• EXERCISE INSTRUCTIONS
Rewrite the Pure Vessels passage from the words "Pure Vessels - Book" through "of his day.", putting "empire" in place of "superpower".
----- DOCUMENT EXCERPT
Pure Vessels - Book of Mormon Isaiah

Pure Vessels

The prophet Isaiah’s going naked and barefoot for three years as a sign and portent against Egypt—the world’s great superpower of his day—contrasts sharply with the comfort zone of Babylon’s high rises that lend a God-like view over the landscape. Isaiah’s extensive literary devices show that ancient Egypt typifies modern America in the world’s end-time scenario, as also seen by Book of Mormon prophets. Isaiah himself typified God’s end-time people’s division when he was sawn in half by the corrupt establishment of his day.

Jesus’ parable of the wise and foolish virgins further signifies such a division. Isaiah’s use of the term “vessels” to symbolize people suggests that those who lack oil for their lamps at the Lord’s coming are themselves the vessels that lack the Holy Ghost and who are consequently deceived. In that sense, the term “vessel” denotes both the outer and inner vessel—the inner to be cleansed first so that we know how keep the outer clean also. Then shall we be “vessels unto honor, sanctified, and meet for the master’s use” (2 Timothy 2:21).
----------
----- EXTRACTED INFORMATION
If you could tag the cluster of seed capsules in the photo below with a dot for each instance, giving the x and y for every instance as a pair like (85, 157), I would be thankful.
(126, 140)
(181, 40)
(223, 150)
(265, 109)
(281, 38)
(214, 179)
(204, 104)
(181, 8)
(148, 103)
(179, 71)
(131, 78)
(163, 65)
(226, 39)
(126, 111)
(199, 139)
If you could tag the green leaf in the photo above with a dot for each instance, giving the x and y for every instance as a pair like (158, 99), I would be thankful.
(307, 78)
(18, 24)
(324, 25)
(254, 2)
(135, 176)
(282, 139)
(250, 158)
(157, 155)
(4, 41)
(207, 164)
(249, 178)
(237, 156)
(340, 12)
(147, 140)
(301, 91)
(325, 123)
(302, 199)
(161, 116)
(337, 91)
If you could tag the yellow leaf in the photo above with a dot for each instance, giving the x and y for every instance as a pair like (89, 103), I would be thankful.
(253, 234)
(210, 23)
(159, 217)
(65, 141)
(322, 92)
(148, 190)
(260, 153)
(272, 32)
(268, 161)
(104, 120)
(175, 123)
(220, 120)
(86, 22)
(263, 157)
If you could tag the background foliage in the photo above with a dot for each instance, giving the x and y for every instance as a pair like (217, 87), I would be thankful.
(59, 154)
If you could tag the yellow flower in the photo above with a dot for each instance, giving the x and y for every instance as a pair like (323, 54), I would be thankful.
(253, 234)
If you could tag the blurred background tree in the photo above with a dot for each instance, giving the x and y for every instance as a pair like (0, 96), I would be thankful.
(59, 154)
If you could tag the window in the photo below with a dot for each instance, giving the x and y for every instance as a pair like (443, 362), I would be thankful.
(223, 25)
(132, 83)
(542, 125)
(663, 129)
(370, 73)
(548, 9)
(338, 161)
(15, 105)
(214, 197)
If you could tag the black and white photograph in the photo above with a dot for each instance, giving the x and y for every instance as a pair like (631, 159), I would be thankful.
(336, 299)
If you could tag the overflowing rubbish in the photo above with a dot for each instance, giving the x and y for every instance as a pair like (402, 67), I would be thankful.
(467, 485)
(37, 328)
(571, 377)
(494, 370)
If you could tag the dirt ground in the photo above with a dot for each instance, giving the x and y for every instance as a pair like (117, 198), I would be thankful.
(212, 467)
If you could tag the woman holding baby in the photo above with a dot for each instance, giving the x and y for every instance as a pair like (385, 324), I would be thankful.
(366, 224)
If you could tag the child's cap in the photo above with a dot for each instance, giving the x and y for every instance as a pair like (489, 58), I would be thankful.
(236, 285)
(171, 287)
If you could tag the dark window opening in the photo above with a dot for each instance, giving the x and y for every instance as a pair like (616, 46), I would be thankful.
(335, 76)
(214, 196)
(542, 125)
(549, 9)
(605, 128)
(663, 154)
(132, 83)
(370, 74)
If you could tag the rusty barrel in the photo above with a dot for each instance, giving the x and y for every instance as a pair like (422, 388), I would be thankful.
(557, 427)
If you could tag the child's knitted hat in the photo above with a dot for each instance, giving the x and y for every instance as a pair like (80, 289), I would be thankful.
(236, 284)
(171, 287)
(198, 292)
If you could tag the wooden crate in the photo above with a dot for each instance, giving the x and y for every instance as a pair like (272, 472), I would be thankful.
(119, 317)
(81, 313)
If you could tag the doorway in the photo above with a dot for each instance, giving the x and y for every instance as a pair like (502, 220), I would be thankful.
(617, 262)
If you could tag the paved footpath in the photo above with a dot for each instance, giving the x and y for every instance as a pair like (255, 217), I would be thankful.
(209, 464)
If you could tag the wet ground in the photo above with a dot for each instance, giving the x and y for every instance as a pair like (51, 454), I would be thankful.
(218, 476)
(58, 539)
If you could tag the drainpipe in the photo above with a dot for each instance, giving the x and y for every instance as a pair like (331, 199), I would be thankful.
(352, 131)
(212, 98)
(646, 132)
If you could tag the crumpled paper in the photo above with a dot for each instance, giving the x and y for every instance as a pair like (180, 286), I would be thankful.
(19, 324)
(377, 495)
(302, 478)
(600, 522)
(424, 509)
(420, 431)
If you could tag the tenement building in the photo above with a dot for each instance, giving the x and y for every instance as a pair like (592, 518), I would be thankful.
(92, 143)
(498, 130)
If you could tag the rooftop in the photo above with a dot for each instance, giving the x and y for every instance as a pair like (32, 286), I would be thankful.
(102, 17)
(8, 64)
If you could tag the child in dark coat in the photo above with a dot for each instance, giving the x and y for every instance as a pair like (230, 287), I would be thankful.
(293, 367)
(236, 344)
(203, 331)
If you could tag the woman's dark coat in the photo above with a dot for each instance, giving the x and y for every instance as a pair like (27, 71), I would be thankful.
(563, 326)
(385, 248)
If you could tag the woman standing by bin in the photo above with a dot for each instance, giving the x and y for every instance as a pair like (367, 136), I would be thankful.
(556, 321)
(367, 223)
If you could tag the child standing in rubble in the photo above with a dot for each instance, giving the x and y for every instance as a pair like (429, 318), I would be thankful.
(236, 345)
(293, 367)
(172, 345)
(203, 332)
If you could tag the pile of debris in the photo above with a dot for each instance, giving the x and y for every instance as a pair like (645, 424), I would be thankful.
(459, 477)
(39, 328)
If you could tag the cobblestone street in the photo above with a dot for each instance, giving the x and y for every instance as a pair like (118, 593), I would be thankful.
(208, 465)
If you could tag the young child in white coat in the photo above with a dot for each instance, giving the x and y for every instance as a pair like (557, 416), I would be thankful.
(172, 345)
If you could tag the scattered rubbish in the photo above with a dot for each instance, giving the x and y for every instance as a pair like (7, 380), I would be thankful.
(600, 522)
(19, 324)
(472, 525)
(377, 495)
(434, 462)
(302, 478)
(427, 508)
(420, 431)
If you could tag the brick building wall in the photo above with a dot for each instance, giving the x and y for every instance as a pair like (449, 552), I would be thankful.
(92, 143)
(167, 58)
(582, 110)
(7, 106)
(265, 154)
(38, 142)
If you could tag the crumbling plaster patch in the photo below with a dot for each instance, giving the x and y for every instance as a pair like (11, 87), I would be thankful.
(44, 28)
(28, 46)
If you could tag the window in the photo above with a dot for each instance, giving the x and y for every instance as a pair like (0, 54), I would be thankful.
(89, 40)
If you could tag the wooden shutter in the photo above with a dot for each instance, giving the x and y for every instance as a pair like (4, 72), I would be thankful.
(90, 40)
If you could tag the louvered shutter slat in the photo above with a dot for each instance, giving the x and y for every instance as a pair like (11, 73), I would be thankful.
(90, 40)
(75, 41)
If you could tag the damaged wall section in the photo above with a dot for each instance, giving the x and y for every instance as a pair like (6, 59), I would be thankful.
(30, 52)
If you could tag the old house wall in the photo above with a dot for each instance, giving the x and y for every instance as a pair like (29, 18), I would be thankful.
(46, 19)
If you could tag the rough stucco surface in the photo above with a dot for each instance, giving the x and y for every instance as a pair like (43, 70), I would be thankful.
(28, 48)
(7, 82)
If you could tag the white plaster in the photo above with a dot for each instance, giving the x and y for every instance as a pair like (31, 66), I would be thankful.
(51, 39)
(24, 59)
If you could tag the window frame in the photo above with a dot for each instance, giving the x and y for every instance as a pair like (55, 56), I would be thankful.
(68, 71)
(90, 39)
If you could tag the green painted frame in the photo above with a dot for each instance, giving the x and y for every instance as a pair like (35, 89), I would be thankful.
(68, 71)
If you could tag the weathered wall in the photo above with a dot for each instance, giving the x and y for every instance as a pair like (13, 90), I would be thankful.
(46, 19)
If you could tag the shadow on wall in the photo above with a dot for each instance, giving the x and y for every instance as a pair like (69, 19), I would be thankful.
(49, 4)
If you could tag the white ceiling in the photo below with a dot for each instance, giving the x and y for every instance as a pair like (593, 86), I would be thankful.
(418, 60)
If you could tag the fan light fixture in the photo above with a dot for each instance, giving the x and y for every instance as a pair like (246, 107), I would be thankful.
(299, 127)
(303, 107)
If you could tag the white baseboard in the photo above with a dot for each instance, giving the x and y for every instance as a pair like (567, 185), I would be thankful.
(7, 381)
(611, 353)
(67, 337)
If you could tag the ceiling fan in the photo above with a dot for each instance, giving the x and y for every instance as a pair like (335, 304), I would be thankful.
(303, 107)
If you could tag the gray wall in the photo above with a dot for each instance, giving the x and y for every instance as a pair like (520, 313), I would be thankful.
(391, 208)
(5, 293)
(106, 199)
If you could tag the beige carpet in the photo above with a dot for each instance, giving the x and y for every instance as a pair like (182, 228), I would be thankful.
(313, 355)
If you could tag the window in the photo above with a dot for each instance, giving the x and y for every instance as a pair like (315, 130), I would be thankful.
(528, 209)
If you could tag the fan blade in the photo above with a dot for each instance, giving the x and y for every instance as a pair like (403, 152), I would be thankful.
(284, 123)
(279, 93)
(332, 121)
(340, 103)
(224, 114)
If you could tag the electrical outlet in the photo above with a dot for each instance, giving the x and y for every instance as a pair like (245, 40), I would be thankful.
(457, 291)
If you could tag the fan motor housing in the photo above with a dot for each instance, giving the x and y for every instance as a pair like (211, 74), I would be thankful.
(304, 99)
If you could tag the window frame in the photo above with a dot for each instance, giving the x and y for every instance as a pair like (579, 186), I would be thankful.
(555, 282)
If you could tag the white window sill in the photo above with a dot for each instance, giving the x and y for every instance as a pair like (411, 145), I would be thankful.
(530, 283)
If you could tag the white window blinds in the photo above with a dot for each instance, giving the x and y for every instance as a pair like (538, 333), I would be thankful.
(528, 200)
----------
• ANSWER BOX
Pure Vessels - Book of Mormon Isaiah

Pure Vessels

The prophet Isaiah’s going naked and barefoot for three years as a sign and portent against Egypt—the world’s great empire of his day—contrasts sharply with the comfort zone of Babylon’s high rises that lend a God-like view over the landscape. Isaiah’s extensive literary devices show that ancient Egypt typifies modern America in the world’s end-time scenario, as also seen by Book of Mormon prophets. Isaiah himself typified God’s end-time people’s division when he was sawn in half by the corrupt establishment of his day.